■ **Set problem**
Shift every answer coordinate up by 52 and write out again the entries from the line with "Given the photograph above, the pointer locates the green jersey" up to and including the last line of the entries, requests included.

## start Source records

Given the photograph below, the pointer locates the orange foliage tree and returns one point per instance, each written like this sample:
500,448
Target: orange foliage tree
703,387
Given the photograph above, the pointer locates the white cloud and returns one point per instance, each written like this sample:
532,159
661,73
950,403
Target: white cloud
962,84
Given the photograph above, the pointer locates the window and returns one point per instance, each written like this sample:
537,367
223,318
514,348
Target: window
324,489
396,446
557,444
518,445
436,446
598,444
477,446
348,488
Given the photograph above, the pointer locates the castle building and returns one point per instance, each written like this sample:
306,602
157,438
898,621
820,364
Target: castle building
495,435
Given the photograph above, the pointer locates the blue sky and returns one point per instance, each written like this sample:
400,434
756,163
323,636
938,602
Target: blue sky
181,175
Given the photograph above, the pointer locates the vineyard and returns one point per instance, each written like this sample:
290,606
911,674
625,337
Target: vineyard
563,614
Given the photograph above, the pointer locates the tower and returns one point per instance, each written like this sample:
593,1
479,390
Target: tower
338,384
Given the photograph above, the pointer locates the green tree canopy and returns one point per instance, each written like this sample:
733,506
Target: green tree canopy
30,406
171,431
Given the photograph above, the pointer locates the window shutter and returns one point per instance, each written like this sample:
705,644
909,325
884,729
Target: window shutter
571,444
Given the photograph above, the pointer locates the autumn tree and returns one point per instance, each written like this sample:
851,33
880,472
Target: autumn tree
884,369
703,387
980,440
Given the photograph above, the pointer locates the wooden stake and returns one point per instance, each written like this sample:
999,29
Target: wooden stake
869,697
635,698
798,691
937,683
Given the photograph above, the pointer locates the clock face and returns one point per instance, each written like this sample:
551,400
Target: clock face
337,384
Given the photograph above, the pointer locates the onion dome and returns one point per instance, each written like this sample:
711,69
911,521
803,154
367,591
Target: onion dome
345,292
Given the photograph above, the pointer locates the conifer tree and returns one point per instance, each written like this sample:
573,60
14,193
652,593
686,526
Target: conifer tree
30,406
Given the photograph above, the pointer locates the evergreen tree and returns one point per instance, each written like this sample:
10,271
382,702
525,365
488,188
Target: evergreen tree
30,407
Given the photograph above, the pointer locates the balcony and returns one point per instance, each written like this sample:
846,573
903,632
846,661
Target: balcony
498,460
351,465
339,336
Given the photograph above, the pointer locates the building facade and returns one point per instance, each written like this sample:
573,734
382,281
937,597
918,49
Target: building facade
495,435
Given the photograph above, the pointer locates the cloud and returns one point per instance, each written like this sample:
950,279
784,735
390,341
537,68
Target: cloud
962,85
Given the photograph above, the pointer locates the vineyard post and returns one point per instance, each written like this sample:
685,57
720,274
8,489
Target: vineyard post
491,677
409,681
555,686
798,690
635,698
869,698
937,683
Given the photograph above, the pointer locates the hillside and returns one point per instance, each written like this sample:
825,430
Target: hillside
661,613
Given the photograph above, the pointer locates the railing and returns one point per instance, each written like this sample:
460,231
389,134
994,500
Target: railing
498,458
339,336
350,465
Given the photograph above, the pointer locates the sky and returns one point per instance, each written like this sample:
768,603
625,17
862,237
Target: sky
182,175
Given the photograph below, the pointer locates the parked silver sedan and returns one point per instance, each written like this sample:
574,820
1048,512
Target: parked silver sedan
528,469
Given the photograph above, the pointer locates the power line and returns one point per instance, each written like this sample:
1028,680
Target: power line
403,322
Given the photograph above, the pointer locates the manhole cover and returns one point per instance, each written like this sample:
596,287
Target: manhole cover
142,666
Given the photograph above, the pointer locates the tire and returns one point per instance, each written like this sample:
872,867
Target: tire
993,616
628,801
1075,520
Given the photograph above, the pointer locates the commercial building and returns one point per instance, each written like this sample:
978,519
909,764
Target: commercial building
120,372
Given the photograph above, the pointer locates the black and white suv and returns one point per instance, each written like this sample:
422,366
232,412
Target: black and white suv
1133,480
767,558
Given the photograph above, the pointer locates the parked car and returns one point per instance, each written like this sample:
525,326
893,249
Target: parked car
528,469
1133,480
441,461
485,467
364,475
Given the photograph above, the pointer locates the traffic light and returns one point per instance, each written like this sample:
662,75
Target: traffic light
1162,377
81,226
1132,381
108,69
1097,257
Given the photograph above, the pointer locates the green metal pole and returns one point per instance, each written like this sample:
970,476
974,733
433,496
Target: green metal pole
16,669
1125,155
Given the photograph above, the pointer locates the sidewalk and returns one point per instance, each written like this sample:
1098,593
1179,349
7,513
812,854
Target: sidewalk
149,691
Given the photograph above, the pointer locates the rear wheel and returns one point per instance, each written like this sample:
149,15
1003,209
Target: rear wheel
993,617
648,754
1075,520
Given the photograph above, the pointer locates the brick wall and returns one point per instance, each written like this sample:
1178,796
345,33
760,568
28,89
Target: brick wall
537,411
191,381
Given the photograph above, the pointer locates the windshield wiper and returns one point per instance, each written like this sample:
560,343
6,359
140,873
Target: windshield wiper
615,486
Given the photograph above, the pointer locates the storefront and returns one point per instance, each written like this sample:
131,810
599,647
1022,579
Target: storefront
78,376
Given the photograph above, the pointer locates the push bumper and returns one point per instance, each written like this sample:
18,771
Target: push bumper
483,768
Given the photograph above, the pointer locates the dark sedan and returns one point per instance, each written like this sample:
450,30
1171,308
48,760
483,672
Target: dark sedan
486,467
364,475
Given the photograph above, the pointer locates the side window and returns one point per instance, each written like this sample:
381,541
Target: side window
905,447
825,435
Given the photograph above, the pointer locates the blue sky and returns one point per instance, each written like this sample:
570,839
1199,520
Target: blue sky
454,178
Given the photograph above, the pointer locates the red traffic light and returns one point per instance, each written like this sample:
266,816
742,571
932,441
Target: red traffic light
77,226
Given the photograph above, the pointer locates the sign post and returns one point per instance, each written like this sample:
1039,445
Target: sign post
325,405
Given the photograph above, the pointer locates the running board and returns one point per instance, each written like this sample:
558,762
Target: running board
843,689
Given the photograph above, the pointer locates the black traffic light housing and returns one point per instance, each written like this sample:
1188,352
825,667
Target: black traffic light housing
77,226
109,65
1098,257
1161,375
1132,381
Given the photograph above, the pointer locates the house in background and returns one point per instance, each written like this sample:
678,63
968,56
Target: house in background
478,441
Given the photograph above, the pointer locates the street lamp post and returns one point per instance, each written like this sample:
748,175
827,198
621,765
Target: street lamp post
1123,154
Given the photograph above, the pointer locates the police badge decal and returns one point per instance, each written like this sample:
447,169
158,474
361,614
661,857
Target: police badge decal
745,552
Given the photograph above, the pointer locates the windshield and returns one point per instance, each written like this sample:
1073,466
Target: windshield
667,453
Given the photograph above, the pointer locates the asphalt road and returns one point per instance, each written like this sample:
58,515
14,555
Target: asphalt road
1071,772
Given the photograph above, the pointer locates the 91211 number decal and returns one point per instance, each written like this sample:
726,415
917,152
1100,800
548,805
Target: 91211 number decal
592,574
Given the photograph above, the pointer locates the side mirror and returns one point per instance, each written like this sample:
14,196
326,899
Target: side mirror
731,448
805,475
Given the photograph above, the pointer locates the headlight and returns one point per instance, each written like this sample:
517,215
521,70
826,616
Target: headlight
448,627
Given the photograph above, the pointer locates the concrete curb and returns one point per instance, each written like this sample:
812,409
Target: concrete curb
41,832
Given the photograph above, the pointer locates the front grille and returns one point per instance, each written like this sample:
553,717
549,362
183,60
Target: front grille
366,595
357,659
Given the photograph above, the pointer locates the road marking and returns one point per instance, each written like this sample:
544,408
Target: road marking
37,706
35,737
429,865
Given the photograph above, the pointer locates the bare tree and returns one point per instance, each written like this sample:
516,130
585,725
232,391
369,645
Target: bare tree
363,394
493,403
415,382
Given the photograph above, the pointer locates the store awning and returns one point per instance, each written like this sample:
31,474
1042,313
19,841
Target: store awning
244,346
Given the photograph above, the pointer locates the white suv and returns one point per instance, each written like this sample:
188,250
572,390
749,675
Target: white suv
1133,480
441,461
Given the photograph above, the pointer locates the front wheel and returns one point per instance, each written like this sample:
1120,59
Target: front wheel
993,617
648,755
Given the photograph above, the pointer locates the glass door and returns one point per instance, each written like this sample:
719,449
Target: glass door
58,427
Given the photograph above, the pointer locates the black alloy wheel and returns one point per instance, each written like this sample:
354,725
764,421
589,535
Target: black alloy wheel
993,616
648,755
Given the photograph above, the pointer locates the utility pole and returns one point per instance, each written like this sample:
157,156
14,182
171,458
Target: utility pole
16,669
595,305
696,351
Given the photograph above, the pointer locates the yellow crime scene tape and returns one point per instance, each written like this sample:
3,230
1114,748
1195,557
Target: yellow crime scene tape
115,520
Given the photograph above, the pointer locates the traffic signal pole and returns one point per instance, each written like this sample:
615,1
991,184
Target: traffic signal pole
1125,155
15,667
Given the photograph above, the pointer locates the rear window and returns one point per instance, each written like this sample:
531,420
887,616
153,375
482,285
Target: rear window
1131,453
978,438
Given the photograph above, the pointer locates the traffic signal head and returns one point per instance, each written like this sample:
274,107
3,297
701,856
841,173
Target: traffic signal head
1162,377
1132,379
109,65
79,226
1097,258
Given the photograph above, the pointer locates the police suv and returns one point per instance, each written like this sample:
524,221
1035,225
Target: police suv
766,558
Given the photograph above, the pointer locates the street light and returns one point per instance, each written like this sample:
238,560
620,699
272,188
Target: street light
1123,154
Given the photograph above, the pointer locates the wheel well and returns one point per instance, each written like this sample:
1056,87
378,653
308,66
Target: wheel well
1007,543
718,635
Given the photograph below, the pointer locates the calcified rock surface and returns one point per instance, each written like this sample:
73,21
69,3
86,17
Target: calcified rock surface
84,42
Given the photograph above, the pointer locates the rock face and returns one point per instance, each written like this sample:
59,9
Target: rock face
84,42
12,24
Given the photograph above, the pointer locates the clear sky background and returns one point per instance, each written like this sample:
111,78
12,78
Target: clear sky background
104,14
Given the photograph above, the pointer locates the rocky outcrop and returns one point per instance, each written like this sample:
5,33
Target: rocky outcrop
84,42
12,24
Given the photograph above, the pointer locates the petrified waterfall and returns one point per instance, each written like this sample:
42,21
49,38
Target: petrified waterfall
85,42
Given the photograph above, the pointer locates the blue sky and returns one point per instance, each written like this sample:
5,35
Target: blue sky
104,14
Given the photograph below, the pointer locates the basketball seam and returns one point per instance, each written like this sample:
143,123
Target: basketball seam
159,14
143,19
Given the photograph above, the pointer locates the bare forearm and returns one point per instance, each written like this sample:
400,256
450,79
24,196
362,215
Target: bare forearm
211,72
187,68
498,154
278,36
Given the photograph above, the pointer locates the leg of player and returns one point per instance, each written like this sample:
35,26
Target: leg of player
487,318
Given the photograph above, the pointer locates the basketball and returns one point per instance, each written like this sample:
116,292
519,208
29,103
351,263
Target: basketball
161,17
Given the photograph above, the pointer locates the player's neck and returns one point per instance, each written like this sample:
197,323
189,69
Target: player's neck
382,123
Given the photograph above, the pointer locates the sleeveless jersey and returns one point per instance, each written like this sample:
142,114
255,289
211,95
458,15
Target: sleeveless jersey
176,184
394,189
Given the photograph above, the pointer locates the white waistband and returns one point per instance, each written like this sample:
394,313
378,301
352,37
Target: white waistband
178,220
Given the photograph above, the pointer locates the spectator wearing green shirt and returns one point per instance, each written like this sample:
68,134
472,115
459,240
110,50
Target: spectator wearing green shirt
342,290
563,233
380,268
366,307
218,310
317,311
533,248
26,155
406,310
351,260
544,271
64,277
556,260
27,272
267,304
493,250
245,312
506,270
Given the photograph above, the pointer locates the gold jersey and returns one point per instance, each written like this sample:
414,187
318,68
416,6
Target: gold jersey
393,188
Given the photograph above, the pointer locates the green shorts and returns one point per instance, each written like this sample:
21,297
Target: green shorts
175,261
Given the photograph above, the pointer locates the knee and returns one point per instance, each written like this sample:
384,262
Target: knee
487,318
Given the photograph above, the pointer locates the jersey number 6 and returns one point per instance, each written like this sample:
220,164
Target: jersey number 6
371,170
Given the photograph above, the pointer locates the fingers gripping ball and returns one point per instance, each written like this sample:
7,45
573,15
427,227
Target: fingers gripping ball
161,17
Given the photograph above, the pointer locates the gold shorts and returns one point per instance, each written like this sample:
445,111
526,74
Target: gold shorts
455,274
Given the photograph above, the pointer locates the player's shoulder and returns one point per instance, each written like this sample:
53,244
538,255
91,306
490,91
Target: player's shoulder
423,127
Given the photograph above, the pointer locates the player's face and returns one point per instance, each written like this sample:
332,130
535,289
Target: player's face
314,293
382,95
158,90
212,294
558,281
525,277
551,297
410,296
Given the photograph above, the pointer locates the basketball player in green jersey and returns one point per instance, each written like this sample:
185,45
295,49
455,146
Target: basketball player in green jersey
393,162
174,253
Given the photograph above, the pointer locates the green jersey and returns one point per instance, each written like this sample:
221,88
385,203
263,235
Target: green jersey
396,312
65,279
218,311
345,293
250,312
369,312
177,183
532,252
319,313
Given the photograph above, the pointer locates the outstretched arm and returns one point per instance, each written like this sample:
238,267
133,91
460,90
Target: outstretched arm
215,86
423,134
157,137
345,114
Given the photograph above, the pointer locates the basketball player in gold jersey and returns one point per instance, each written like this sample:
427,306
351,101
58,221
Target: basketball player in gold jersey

## end Source records

■ **Written answer**
Given the photograph above, the pointer locates the green jersey and returns one point per instance, each written like this sample:
221,88
385,203
263,235
Target: green jersey
448,364
117,331
270,363
397,345
302,364
421,364
229,235
584,304
371,365
Given the photograph above, the pointer locates the outstretched arm and returns one point per instance, each written like this sample:
238,267
133,91
460,90
Target: outstretched arm
267,138
475,186
209,189
397,166
Given the photograph above, the pointer locates the basketball player in gold jersey and returns one point per instance, each written like this sample:
427,306
351,101
58,221
Target: basketball player in gold jersey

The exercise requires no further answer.